WHAT YOU WILL DO =
(A) According to the appeals court opinion, why was the defendant's sentence vacated in the first appeal?
(B) Carry the appeals court opinion forward from its final sentence.

Lynn Fant, Federal Defender Program, Inc., Atlanta, Ga., for defendant-appellant.

Carolyn J. Adams, Asst. U.S. Atty., Atlanta, Ga., for plaintiff-appellee.

Appeal from the United States District Court for the Northern District of Georgia.

Before KRAVITCH, Circuit Judge, GODBOLD and OAKES,*  Senior Circuit Judges.


This is the second appeal in this case. In the first appeal, U.S. v. Veteto, 920 F.2d 823 (11th Cir. 1991), we affirmed in part and vacated defendant's sentence and remanded for resentencing because the court had imposed a sentence of more than 24 months without stating its reasons for choosing a "particular point within the range."1  18 U.S.C. § 3553(c) (1).

On remand defense counsel made known his wish to offer matter in mitigation. The court responded as follows:

I think really the question of the sentence is not ... I don't view this as a hearing to reconsider the sentence. I don't recall anything in the court of appeals that indicated that. I think I'm just supposed to state for the record why I chose the sentence I did.

Defense counsel pressed the matter further, and the court restated its interpretation of the court of appeals decision. But the judge added:

However, to cover all the bases, why don't you go ahead and make your presentation in mitigation.

The defense then offered matter in mitigation at some length. The court then said:

It's my interpretation of the court of appeals opinion that I'm not called upon and probably I don't even have any opportunity at this time to change the sentence. In any event, I decline to reconsider it.

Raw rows
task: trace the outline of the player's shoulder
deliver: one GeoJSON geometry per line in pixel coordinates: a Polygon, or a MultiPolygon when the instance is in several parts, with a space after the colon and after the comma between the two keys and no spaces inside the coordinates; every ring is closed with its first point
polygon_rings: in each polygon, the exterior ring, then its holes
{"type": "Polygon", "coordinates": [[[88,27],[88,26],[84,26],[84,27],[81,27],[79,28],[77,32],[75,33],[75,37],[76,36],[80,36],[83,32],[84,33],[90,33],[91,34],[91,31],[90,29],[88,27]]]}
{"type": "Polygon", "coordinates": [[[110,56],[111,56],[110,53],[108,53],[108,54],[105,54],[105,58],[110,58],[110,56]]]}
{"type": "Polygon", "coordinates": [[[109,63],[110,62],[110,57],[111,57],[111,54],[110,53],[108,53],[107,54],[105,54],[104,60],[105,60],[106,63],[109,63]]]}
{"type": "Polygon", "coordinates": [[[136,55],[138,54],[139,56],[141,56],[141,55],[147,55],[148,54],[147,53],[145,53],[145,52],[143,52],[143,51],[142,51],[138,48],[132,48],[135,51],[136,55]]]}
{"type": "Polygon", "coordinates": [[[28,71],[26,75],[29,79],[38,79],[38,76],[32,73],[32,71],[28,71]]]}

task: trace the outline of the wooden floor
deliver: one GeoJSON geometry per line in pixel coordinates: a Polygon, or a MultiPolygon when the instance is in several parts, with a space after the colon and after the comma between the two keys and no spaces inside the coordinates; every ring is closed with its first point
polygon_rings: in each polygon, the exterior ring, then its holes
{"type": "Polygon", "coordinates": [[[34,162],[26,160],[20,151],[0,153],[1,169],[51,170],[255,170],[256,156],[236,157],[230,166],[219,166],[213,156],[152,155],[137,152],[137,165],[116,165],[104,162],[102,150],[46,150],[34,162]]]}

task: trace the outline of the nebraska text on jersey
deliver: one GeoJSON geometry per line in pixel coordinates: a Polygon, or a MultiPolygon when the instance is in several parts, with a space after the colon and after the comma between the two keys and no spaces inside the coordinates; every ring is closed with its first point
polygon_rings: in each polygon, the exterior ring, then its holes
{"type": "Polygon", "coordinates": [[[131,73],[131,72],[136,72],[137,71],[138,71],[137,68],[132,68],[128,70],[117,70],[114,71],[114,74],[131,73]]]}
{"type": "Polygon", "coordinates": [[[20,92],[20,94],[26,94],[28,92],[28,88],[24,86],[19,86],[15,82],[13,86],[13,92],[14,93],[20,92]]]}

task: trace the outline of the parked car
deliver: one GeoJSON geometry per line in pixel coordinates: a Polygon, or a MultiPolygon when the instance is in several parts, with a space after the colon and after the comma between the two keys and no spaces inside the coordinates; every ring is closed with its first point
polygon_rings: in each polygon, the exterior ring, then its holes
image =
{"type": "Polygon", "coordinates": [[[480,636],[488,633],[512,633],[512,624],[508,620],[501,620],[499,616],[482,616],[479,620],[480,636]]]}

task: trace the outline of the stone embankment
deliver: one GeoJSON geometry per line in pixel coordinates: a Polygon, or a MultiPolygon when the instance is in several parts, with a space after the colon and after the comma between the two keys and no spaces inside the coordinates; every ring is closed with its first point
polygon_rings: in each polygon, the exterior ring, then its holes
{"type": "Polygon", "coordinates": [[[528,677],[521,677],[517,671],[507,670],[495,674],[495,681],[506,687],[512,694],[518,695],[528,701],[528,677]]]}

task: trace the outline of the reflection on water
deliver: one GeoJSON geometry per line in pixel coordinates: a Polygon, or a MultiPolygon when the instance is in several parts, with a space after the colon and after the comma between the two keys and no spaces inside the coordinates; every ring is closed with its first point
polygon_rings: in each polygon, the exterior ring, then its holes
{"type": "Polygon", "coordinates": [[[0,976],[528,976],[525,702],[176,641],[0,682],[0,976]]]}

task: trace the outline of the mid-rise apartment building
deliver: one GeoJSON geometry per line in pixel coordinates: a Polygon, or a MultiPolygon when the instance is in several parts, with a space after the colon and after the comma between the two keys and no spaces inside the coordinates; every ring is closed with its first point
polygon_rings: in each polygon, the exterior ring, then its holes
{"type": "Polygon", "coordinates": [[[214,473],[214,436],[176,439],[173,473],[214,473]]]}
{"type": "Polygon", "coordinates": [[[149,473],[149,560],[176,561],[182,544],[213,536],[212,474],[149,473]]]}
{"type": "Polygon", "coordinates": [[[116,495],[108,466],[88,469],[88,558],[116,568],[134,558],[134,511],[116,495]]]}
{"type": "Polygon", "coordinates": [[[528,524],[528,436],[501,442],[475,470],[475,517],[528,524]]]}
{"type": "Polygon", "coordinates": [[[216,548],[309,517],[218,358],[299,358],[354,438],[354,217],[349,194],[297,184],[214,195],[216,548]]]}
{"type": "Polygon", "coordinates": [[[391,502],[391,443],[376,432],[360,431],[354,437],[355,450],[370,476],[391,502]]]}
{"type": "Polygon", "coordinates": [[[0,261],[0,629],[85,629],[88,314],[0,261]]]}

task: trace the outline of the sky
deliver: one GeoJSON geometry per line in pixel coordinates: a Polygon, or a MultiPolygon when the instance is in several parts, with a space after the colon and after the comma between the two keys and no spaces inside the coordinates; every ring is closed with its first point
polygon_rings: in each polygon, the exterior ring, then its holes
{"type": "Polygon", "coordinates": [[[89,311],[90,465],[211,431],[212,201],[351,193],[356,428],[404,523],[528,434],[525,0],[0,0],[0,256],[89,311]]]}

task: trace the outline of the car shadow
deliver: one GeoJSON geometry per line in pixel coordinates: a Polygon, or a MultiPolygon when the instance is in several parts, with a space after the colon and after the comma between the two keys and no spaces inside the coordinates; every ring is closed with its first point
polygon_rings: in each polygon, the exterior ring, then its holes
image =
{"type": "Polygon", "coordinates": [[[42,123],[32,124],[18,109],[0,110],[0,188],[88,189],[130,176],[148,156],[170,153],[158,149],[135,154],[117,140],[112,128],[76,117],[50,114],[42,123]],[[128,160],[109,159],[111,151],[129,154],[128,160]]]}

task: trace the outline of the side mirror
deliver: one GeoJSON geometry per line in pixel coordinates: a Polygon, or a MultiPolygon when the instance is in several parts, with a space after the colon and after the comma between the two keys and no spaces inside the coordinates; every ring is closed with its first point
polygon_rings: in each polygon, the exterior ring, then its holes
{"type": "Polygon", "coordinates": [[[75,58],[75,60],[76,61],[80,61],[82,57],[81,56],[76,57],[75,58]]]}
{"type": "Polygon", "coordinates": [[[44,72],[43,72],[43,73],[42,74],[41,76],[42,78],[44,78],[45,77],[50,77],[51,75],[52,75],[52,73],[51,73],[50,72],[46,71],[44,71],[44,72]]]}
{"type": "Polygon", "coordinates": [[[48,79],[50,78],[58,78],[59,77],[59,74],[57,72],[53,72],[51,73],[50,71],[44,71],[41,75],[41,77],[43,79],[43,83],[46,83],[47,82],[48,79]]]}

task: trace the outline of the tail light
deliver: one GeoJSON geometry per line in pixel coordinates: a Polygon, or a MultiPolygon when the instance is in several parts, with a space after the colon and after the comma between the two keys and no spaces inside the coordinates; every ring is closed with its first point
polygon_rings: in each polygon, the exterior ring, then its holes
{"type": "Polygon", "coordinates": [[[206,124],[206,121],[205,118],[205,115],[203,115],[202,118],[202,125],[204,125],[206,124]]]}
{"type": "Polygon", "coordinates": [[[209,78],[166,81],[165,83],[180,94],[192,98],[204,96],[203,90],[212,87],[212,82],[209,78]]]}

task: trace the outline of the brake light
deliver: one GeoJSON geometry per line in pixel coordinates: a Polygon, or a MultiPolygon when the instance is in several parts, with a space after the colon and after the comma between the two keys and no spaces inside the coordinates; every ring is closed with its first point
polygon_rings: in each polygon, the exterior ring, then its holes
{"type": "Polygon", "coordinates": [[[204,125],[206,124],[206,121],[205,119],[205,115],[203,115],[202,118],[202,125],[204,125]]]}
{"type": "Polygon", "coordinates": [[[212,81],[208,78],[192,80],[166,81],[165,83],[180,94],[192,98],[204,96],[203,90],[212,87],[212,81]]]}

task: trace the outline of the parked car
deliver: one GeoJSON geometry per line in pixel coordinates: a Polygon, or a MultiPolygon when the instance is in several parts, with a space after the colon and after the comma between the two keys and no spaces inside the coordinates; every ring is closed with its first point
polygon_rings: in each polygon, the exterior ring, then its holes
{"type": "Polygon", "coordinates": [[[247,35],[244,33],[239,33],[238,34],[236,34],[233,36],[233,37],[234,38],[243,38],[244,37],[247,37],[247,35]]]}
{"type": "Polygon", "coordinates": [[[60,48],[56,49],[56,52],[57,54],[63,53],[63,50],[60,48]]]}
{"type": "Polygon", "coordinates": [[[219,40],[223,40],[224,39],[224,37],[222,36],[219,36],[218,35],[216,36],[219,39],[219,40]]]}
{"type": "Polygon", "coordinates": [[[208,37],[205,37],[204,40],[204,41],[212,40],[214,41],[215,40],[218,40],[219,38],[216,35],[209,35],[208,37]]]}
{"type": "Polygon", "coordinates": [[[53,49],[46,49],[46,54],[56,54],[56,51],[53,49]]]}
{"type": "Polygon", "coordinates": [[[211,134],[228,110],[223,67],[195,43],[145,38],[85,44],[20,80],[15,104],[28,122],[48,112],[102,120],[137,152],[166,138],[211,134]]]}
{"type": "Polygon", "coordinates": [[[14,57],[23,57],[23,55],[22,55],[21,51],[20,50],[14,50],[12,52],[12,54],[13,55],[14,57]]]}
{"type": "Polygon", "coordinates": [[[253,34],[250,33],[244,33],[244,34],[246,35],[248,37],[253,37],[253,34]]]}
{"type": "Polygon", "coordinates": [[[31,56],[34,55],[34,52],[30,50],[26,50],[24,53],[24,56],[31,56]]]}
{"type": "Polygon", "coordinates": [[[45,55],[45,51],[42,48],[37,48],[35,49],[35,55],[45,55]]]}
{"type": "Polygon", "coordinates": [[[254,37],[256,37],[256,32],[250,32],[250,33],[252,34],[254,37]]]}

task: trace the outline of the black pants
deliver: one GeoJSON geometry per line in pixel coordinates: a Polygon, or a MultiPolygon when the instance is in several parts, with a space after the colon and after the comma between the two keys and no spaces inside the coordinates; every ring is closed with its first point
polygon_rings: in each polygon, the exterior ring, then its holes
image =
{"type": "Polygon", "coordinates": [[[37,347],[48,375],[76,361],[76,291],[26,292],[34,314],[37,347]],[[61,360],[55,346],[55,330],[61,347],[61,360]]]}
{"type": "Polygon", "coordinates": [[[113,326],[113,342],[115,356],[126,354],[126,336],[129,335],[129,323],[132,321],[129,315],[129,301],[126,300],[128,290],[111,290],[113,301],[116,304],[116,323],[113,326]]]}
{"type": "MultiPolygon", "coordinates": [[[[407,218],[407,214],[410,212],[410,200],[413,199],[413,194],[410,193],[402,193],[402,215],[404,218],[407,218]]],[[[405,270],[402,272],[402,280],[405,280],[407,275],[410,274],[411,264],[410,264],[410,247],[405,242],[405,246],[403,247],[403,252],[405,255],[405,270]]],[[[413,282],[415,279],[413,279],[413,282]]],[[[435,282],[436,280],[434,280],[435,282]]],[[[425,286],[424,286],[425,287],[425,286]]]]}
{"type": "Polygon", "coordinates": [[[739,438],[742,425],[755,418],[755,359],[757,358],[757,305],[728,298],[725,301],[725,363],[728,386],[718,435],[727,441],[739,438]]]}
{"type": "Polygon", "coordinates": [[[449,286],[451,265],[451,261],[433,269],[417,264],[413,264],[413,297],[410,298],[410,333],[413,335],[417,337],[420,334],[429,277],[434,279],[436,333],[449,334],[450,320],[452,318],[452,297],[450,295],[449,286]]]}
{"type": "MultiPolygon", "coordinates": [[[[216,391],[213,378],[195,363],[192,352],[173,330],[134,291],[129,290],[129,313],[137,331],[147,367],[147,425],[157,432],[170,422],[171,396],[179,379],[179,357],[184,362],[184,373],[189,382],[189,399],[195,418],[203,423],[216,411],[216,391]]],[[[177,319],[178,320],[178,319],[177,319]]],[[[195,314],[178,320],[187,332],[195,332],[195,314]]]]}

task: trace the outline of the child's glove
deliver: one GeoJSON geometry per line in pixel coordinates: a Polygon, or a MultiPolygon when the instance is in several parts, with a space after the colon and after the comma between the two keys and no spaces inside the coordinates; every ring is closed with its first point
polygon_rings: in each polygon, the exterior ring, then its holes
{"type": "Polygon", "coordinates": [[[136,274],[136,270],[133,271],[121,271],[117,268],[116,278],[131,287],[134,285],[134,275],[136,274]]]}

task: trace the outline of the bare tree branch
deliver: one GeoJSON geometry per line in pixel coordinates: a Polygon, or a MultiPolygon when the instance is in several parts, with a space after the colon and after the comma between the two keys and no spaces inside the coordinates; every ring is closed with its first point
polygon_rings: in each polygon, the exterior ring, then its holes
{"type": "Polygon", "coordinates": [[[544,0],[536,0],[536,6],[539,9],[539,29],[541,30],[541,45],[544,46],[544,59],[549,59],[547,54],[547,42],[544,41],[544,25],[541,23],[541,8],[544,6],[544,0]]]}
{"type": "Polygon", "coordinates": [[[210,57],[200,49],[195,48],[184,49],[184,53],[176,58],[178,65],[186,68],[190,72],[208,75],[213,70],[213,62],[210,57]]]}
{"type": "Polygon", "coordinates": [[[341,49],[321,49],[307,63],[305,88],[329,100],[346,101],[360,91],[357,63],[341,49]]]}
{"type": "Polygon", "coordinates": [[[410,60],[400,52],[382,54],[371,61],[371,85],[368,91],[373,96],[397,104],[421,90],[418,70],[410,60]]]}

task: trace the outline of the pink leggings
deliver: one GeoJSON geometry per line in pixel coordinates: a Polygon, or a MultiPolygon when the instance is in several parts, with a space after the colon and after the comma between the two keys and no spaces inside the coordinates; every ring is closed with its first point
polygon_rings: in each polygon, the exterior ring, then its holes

TASK ANSWERS =
(A) The court had imposed a sentence of more than 24 months without stating its reasons for choosing a particular point within the range.

(B)
The court then proceeded to give its reasons for choosing the particular point within the range. Those reasons are not questioned in this appeal.

The court misconstrued our prior decision. We could have left the sentence in effect and remanded for the limited purpose of the trial court's giving a statement of reasons. But we did not do that.2  We vacated the sentence, which left no sentence in effect, and remanded for "resentencing consistent with this opinion."

We recognize the arguable ambiguity in the phrase "consistent with this opinion," since the opinion had been devoted to statement of reasons. The fact remains that the sentence was vacated and defendant was to be resentenced with sufficient statements of reasons given. Moreover, the matter in mitigation was offered pursuant to the court's own direction to "touch all bases" by offering such matter. Then, after the mitigation offer was completed, the court receded from the direction it had given counsel and returned to its original position that it was not called upon and did not have the authority to reconsider the sentence. This was error. We must, therefore, vacate the sentence and remand the case to the district court for resentencing, with statement of reasons.



Honorable James L. Oakes, Senior U.S. Circuit Judge for the Second Circuit, sitting by designation


Citing U.S. v. Parrado, 911 F.2d 1567, 1572 (11th Cir. 1990)


A limited remand for the sole purpose of the court's stating its reasons, with the sentence left intact, would have been permissible. See, e.g., U.S. v. Kramer, 943 F.2d 1543 (11th Cir. 1991)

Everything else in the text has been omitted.